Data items
[start]
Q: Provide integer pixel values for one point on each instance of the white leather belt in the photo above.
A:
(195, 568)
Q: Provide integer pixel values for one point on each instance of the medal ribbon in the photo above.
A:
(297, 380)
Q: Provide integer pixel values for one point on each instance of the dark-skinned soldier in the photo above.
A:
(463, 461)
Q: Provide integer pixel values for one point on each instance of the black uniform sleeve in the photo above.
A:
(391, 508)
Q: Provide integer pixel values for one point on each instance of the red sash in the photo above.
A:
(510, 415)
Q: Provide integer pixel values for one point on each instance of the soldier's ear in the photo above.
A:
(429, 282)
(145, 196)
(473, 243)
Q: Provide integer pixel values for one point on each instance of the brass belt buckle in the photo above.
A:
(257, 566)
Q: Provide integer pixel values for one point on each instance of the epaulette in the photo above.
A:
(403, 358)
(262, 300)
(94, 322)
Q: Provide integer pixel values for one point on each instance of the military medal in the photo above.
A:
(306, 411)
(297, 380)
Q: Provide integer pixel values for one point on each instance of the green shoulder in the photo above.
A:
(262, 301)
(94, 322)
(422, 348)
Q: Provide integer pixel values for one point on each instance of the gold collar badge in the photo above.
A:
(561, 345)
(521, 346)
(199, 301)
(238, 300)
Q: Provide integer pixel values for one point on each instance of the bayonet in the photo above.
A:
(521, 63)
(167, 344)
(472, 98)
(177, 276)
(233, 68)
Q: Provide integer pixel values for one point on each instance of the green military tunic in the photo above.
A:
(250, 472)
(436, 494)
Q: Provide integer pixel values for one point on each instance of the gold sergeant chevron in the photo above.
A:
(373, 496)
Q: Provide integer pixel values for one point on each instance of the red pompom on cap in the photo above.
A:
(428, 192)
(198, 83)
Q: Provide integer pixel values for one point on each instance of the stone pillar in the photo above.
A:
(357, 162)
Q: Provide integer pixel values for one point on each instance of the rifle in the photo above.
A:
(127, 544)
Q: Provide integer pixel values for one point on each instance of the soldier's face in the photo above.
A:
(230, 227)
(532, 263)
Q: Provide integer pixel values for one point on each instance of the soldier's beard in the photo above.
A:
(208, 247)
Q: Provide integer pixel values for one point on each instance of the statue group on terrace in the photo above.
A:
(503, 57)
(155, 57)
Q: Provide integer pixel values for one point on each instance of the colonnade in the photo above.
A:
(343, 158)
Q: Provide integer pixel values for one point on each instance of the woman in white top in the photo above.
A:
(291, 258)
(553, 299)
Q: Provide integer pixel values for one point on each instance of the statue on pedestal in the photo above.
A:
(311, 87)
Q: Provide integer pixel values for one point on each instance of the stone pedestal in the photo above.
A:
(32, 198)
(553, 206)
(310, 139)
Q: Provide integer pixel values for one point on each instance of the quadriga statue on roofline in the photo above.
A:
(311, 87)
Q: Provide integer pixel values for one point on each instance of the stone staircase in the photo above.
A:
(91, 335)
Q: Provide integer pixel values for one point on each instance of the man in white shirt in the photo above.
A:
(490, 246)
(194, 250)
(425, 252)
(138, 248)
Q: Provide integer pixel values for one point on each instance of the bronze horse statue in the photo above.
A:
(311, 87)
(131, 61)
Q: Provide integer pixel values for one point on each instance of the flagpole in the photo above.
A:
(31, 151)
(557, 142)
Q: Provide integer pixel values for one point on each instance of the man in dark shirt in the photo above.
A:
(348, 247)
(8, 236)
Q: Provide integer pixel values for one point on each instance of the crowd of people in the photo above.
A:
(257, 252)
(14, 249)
[end]
__Exercise details__: Reproduce the full listing exactly.

__Response__:
Q: Provide integer pixel values for one point on each instance of the white leather belt in the photo above.
A:
(195, 568)
Q: Provide integer pixel values for one point on each instance of the medal ribbon in the photo above.
A:
(297, 380)
Q: Provide integer pixel values for one point on each instance of the dark-skinned soldier in the photo above.
A:
(463, 461)
Q: Provide integer pixel values for one point on each instance of the black uniform sleeve in the photo above.
A:
(391, 508)
Q: Provide integer pixel values for one point on each instance of the red sash in the photo above.
A:
(510, 415)
Q: Provide integer pixel values for one point on each instance of the soldier's ear in the photo above.
A:
(429, 282)
(145, 196)
(473, 243)
Q: Provide integer pixel values for one point on each instance of the brass belt buckle in the photo above.
A:
(257, 566)
Q: Provide integer pixel values for one point on each instance of the epaulette in the photo above.
A:
(403, 358)
(262, 300)
(94, 322)
Q: Provide integer pixel values for one point on each instance of the military medal in the photo above.
A:
(306, 411)
(297, 380)
Q: Provide integer pixel values for one point on each instance of the green shoulder in the photo above.
A:
(262, 301)
(94, 322)
(422, 348)
Q: Provide integer pixel values for one point on each instance of the gold collar badge in the photo above.
A:
(561, 345)
(521, 346)
(199, 301)
(238, 300)
Q: Provide integer pixel values for one point on each instance of the bayonet in the photo above.
A:
(521, 63)
(167, 344)
(472, 98)
(177, 276)
(233, 68)
Q: Provide integer pixel values for one point on each instance of the green military tunic in the photo above.
A:
(250, 472)
(436, 494)
Q: Provide integer pixel values for one point on each instance of the gold sergeant chevron in the photo above.
A:
(373, 496)
Q: Provide integer pixel values for one point on each instance of the red pompom on cap in the photo above.
A:
(428, 192)
(198, 83)
Q: Provide integer pixel values for one point on each instance of the stone pillar in the photo above.
A:
(357, 162)
Q: Provide integer pixel values for one point on each instance of the rifle in the photo above.
A:
(127, 544)
Q: Provide integer pixel values for one point on each instance of the soldier's face in the photo above.
A:
(230, 227)
(532, 263)
Q: Provide integer pixel values for one point on each instance of the soldier's beard in the photo above.
A:
(208, 247)
Q: Provide integer pixel values for one point on each instance of the statue group on terrace in the photo above.
A:
(503, 57)
(155, 57)
Q: Provide integer pixel values for one point on each instance of the colonnade in the photo above.
A:
(343, 158)
Q: Provide integer pixel values for one point on each instance of the woman in white top in the photo above.
A:
(291, 258)
(553, 299)
Q: Provide integer pixel values for one point on each instance of the statue on pedestal in the photo above.
A:
(311, 87)
Q: Provide integer pixel values for one point on each instance of the stone pedestal in the photo above.
A:
(32, 198)
(553, 206)
(310, 139)
Q: Provide integer pixel values for one point on each instance of the quadriga statue on roofline in the photo above.
A:
(311, 87)
Q: Provide integer pixel values for one point on each instance of the stone staircase in the photo above.
A:
(91, 335)
Q: Provide integer pixel values for one point on each instance of the man in white shirt in the photo above.
A:
(490, 246)
(194, 250)
(425, 252)
(138, 248)
Q: Provide integer pixel values for one point on each instance of the bronze horse statue in the photo above.
A:
(311, 87)
(131, 61)
Q: Provide integer pixel values for one point on each instance of the flagpole in the photo above.
A:
(31, 151)
(557, 142)
Q: Provide integer pixel values for one point on each instance of the man in dark shirt in the photo above.
A:
(348, 247)
(8, 236)
Q: Provide integer pixel values for one point on each instance of the crowd of people in the photo above.
A:
(257, 252)
(14, 249)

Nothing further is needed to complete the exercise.